[BEGIN]

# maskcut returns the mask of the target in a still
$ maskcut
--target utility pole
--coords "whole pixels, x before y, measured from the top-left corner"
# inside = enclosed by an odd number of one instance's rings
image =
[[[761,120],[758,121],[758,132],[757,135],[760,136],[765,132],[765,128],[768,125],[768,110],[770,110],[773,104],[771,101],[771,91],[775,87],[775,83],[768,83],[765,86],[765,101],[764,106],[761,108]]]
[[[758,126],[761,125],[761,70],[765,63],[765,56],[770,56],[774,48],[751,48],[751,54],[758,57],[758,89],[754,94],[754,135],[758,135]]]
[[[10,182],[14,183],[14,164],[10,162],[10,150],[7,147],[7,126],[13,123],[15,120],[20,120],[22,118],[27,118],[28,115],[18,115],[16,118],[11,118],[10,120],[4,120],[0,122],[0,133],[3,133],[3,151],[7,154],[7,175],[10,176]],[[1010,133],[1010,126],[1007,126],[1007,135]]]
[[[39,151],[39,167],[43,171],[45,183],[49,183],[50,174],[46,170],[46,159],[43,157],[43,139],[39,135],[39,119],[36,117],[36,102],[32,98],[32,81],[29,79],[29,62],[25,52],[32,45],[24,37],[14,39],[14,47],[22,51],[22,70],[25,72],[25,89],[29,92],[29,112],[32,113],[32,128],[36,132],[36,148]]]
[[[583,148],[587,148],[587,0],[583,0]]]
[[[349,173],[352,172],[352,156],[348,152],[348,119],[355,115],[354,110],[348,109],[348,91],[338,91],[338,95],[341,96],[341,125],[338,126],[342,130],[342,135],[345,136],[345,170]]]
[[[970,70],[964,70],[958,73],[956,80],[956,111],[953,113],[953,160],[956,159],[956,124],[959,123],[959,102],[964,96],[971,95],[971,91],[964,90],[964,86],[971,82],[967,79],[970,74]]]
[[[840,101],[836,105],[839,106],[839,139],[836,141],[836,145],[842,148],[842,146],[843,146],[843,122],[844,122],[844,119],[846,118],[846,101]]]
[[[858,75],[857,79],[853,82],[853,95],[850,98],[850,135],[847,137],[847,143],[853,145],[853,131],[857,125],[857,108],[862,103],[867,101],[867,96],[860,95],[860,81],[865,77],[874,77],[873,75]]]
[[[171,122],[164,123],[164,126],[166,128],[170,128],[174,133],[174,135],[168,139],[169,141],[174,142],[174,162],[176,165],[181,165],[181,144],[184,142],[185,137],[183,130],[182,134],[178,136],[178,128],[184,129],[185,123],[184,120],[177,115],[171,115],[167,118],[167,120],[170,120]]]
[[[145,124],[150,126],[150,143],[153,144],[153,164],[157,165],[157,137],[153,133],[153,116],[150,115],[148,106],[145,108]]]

[END]

Rewrite the listing above, replacing "utility pole" with "lamp post" and leaving everything else unchanged.

# maskcut returns the mask of the target in a still
$ maskcut
--target lamp post
--coords "whole pixels, x before y, measured from the top-left corner"
# inside = enclosed by an odd number of one instance's rings
image =
[[[761,120],[758,121],[758,132],[757,135],[760,136],[765,132],[765,128],[768,125],[768,110],[770,110],[773,104],[771,101],[771,91],[775,87],[775,83],[768,83],[765,86],[765,101],[764,106],[761,108]]]
[[[758,126],[761,125],[761,70],[765,63],[765,56],[770,56],[774,48],[751,48],[751,54],[758,57],[758,89],[754,94],[754,135],[758,135]]]
[[[10,182],[14,183],[14,164],[10,162],[10,150],[7,147],[7,126],[13,123],[15,120],[20,120],[22,118],[27,118],[28,115],[18,115],[16,118],[11,118],[10,120],[4,120],[0,122],[0,133],[3,133],[3,151],[7,154],[7,175],[10,176]],[[1010,133],[1010,126],[1007,126],[1007,135]]]
[[[39,151],[39,167],[43,171],[45,183],[49,183],[50,174],[46,170],[46,159],[43,157],[43,139],[39,135],[39,119],[36,117],[36,102],[32,98],[32,81],[29,79],[29,62],[25,52],[32,45],[24,37],[14,39],[14,47],[22,51],[22,70],[25,72],[25,89],[29,92],[29,112],[32,113],[32,128],[36,132],[36,148]]]
[[[583,148],[587,148],[587,0],[583,0]]]
[[[349,173],[352,172],[352,156],[348,152],[348,119],[355,115],[354,110],[348,109],[348,91],[338,91],[338,95],[341,96],[341,125],[338,126],[342,130],[342,135],[345,136],[345,170]]]
[[[970,70],[964,70],[958,73],[956,80],[956,111],[953,113],[953,160],[956,159],[956,124],[959,123],[959,102],[964,96],[971,95],[971,91],[964,90],[964,86],[971,82],[967,79],[970,74]]]
[[[840,101],[836,105],[839,106],[839,139],[836,141],[836,145],[842,148],[842,146],[843,146],[843,122],[844,122],[844,119],[846,118],[846,101]]]
[[[858,75],[857,79],[853,82],[853,95],[850,98],[850,135],[847,137],[847,143],[853,145],[853,131],[857,125],[857,108],[862,103],[867,101],[867,96],[860,95],[860,81],[865,77],[874,77],[873,75]]]
[[[171,122],[164,123],[164,126],[166,128],[170,128],[174,133],[174,135],[168,139],[169,141],[174,142],[174,162],[176,165],[181,165],[181,144],[184,142],[185,137],[183,130],[182,134],[178,136],[178,128],[184,129],[185,123],[184,120],[177,115],[171,115],[167,118],[167,120],[170,120]]]
[[[145,124],[150,126],[150,143],[153,144],[153,164],[157,165],[157,137],[153,133],[153,116],[150,115],[148,106],[145,108]]]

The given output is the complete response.